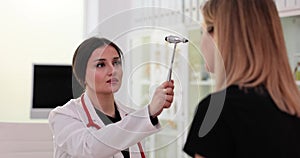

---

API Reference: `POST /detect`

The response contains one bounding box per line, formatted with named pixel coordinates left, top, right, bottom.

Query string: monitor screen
left=31, top=64, right=83, bottom=118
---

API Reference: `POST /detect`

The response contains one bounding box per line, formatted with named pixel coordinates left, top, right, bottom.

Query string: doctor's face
left=85, top=45, right=123, bottom=94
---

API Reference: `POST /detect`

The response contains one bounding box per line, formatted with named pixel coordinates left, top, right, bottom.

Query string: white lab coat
left=49, top=94, right=160, bottom=158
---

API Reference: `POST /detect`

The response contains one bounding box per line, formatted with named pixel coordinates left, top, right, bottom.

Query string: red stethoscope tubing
left=81, top=94, right=146, bottom=158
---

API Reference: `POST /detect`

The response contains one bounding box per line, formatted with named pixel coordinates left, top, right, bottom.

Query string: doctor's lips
left=106, top=78, right=119, bottom=84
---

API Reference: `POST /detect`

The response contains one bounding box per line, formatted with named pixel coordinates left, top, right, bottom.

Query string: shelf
left=190, top=79, right=215, bottom=86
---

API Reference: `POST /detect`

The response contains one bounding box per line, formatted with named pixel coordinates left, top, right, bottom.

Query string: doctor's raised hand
left=49, top=37, right=174, bottom=158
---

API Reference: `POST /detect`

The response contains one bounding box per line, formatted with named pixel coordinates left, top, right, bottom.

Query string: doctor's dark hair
left=72, top=37, right=123, bottom=88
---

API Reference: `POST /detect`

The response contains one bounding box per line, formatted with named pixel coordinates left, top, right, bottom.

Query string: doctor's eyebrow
left=94, top=57, right=120, bottom=62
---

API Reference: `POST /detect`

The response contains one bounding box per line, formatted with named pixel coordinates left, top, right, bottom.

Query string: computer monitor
left=30, top=64, right=83, bottom=119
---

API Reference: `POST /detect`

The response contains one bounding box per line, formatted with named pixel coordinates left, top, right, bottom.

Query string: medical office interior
left=0, top=0, right=300, bottom=158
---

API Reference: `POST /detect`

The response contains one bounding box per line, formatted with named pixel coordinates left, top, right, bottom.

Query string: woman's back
left=184, top=86, right=300, bottom=158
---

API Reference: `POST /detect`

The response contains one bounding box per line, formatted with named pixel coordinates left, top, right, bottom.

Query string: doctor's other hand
left=149, top=80, right=174, bottom=117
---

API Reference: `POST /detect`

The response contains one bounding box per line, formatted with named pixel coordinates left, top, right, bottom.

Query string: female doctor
left=49, top=37, right=174, bottom=158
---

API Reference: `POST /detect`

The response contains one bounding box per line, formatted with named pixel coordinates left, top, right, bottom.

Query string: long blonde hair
left=202, top=0, right=300, bottom=117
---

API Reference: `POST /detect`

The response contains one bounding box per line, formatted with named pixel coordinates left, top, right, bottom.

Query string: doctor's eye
left=96, top=63, right=105, bottom=67
left=113, top=60, right=122, bottom=66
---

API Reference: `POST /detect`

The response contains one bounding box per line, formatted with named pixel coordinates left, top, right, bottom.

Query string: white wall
left=0, top=0, right=84, bottom=122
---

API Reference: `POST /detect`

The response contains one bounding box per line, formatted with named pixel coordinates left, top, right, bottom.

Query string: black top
left=183, top=86, right=300, bottom=158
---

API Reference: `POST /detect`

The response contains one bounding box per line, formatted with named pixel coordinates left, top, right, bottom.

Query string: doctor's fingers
left=161, top=80, right=174, bottom=89
left=163, top=95, right=174, bottom=108
left=163, top=87, right=174, bottom=95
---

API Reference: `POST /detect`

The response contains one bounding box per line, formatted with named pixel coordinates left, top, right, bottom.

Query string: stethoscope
left=80, top=94, right=146, bottom=158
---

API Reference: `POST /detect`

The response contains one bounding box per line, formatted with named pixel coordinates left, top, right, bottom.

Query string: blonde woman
left=184, top=0, right=300, bottom=158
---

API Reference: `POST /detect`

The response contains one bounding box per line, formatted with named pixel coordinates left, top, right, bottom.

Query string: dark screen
left=33, top=65, right=82, bottom=108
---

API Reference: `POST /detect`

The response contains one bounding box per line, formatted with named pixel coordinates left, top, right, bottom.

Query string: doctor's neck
left=86, top=90, right=115, bottom=117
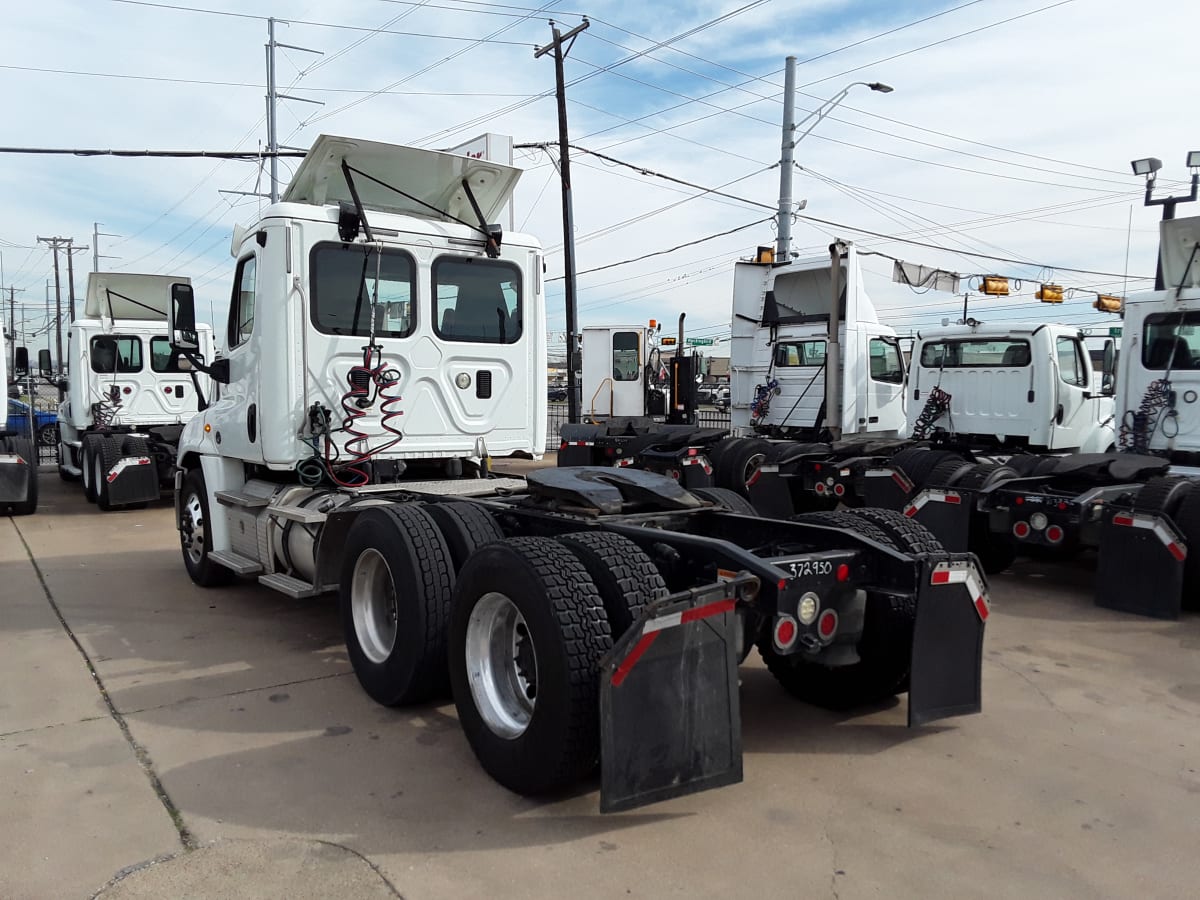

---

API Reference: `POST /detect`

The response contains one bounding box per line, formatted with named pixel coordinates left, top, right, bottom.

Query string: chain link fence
left=6, top=376, right=59, bottom=466
left=546, top=401, right=730, bottom=449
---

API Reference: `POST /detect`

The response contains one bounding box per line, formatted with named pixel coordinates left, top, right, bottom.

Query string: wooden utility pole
left=533, top=19, right=590, bottom=422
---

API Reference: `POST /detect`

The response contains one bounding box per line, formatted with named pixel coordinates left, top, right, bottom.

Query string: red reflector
left=775, top=619, right=796, bottom=647
left=817, top=610, right=838, bottom=640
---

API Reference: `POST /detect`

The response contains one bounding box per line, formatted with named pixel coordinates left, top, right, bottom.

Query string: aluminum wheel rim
left=179, top=493, right=204, bottom=565
left=466, top=592, right=538, bottom=740
left=350, top=547, right=400, bottom=664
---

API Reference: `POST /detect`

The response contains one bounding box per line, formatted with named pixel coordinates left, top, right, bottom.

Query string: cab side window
left=228, top=256, right=257, bottom=348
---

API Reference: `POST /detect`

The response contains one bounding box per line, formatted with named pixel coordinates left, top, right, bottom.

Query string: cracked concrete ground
left=0, top=473, right=1200, bottom=900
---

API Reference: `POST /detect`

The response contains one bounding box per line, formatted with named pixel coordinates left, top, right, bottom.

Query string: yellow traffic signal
left=1037, top=284, right=1062, bottom=304
left=983, top=275, right=1008, bottom=296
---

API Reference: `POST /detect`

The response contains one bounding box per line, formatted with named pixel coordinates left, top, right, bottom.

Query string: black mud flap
left=904, top=487, right=976, bottom=553
left=107, top=456, right=162, bottom=506
left=1096, top=508, right=1180, bottom=619
left=600, top=575, right=757, bottom=812
left=860, top=467, right=913, bottom=509
left=0, top=460, right=37, bottom=505
left=746, top=463, right=796, bottom=518
left=908, top=554, right=989, bottom=727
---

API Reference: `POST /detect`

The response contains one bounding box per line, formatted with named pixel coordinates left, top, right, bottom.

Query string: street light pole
left=775, top=66, right=895, bottom=263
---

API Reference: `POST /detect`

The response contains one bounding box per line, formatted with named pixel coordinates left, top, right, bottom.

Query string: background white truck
left=0, top=340, right=37, bottom=516
left=170, top=136, right=988, bottom=810
left=56, top=272, right=214, bottom=510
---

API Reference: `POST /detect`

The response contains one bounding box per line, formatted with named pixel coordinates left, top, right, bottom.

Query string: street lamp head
left=1129, top=156, right=1163, bottom=178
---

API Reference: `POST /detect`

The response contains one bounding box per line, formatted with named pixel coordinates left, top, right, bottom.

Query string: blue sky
left=0, top=0, right=1200, bottom=360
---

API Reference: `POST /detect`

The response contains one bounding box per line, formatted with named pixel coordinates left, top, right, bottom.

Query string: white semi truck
left=170, top=136, right=988, bottom=810
left=0, top=340, right=37, bottom=516
left=54, top=272, right=214, bottom=510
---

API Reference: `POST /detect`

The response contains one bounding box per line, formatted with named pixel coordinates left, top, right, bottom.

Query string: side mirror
left=167, top=283, right=200, bottom=350
left=1100, top=340, right=1117, bottom=397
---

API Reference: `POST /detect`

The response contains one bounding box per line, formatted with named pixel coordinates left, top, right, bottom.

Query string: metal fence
left=5, top=376, right=59, bottom=466
left=546, top=402, right=730, bottom=443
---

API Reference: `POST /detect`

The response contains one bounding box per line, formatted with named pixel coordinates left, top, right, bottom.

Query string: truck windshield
left=1141, top=310, right=1200, bottom=371
left=920, top=338, right=1033, bottom=368
left=312, top=244, right=415, bottom=337
left=433, top=257, right=521, bottom=343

━━━━━━━━━━━━━━━━

(Task to complete) Express the records as a two-column CSV with the columns "prompt" and "completion", one row per record, beginning at the first record and stopping after the line that contains "left=72, top=37, right=123, bottom=88". Put each record's text and its answer in one quoted field apiece, turn line breaks into spaces, and leave out the pictures.

(Worked answer)
prompt,completion
"--- API Reference: `POST /detect` The response contains one bounding box per line, formatted with named pixel coordinates left, top, right, bottom. Query string: monitor screen","left=31, top=64, right=83, bottom=118"
"--- API Reference: `POST /detect` The response contains one bounding box per line, formatted with named pixel coordinates left, top, right, bottom. Query string: doctor's face","left=85, top=45, right=123, bottom=94"
"--- API Reference: `POST /detect` The response contains one bounding box per line, formatted with named pixel coordinates left, top, right, bottom. Query string: white lab coat","left=49, top=94, right=160, bottom=158"
"--- API Reference: `POST /detect` The response contains one bounding box per line, formatted with named pixel coordinates left, top, right, bottom. Query string: red stethoscope tubing","left=81, top=94, right=146, bottom=158"
"--- API Reference: `POST /detect` The response contains one bounding box per line, formatted with named pixel coordinates left, top, right, bottom. Query string: doctor's lips","left=106, top=78, right=119, bottom=84"
"--- API Reference: `POST /detect` The response contains one bounding box per line, formatted with named pixel coordinates left, top, right, bottom. Query string: shelf","left=190, top=79, right=215, bottom=86"
"--- API Reference: `POST /detect` The response contains one bounding box per line, formatted with named pixel coordinates left, top, right, bottom. Query string: doctor's raised hand","left=49, top=37, right=174, bottom=158"
"--- API Reference: `POST /detect` The response contains one bounding box per line, formatted with named pixel coordinates left, top, right, bottom. Query string: doctor's dark hair","left=72, top=37, right=123, bottom=88"